Direction: Put every line of the listing below into a Markdown table with the columns Row and Listing line, numbering each line and skipping blank ones. Leave the pictures out of the answer.

Supplied records:
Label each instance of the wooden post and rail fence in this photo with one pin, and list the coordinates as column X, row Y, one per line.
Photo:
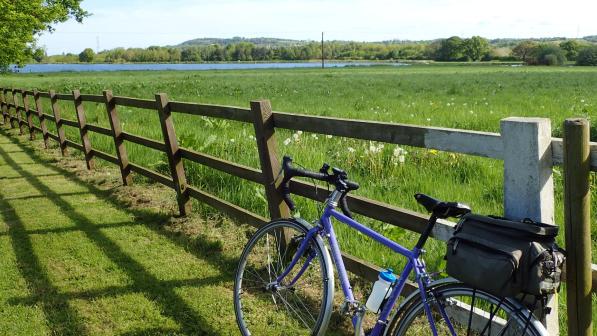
column 524, row 144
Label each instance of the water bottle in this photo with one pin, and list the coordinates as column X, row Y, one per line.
column 381, row 290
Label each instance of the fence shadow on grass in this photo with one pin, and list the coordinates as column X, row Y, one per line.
column 61, row 317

Solution to the exercise:
| Row | Listing line |
|---|---|
| 1 | Label each instance of the wooden post and rail fence in this photo with one pin, and list the coordinates as column X, row Y, one per line. |
| 2 | Photo: |
| 3 | column 524, row 144 |
| 4 | Label each instance of the water bottle in this photo with one pin, and list the coordinates as column X, row Y, one per line. |
| 5 | column 381, row 290 |
| 6 | Label each instance of the fence shadow on grass in this photo with one pin, and list the coordinates as column X, row Y, one per line. |
| 7 | column 61, row 317 |